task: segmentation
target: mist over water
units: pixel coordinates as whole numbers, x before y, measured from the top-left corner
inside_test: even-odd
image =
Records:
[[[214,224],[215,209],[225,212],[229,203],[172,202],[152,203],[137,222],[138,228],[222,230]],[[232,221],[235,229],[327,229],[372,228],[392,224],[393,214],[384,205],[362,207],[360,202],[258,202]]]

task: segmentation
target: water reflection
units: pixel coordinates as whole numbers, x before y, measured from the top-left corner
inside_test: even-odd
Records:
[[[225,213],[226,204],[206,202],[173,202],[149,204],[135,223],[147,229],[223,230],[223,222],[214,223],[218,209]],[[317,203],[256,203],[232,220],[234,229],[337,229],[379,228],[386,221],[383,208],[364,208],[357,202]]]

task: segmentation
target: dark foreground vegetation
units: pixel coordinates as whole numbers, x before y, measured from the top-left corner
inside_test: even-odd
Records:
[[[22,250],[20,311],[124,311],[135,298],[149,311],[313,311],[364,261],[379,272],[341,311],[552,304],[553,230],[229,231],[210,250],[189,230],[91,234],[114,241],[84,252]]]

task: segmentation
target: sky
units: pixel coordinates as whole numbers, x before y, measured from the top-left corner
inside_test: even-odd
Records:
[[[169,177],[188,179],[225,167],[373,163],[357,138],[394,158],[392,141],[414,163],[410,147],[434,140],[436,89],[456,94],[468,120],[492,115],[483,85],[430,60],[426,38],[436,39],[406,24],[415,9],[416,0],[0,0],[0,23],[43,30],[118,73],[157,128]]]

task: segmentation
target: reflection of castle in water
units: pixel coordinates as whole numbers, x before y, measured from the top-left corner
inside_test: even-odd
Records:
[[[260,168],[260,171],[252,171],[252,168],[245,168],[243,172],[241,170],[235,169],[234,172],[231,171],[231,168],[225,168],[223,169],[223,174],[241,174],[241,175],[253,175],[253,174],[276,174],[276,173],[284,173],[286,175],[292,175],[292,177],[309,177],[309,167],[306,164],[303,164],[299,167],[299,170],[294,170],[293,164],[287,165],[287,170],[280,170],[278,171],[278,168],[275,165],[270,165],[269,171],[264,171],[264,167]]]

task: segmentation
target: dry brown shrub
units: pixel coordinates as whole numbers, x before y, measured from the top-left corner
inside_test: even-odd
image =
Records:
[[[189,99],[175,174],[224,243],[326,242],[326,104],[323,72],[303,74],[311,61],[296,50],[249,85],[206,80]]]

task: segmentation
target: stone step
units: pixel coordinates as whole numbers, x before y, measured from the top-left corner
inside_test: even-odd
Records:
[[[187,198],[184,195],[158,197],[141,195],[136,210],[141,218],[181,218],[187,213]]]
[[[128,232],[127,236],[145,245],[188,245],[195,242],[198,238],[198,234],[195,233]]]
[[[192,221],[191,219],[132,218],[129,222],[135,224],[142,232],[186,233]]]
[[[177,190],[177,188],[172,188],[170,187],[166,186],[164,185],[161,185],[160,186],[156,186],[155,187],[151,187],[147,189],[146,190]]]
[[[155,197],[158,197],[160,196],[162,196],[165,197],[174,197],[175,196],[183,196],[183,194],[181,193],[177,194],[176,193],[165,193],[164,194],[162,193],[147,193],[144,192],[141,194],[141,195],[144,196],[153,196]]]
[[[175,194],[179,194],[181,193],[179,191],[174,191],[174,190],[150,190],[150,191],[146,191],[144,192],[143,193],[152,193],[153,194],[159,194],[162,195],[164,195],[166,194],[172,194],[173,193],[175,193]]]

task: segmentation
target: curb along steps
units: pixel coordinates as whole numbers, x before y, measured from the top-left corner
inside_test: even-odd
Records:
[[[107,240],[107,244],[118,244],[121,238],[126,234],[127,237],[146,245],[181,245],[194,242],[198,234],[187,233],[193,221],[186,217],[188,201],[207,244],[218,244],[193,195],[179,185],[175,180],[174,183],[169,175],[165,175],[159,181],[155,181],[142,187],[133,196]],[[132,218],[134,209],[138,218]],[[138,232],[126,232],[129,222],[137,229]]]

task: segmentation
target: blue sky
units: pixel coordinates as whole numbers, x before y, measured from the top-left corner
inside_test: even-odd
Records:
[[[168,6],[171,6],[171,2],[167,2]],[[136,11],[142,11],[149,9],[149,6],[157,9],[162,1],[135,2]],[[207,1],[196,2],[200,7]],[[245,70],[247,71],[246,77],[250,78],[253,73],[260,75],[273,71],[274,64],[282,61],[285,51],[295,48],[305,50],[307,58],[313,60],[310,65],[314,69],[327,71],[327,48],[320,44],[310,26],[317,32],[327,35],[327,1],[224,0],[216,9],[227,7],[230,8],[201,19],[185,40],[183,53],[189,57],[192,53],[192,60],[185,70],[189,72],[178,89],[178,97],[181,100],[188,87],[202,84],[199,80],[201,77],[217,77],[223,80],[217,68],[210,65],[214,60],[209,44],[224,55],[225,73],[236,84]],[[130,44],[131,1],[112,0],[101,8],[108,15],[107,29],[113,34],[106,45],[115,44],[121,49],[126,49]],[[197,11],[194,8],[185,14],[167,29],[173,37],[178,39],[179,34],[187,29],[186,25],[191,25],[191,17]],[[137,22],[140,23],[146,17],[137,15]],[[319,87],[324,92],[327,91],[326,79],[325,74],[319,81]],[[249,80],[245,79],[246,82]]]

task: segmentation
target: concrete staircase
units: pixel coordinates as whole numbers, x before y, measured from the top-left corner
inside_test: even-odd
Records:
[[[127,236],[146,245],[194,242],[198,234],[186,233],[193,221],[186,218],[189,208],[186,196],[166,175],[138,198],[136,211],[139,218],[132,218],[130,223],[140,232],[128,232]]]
----------------------------------------
Return every line of the entries above that contains the string "water", matching case exactly.

__SOLUTION BELOW__:
target: mist over water
target: water reflection
target: reflection of castle in water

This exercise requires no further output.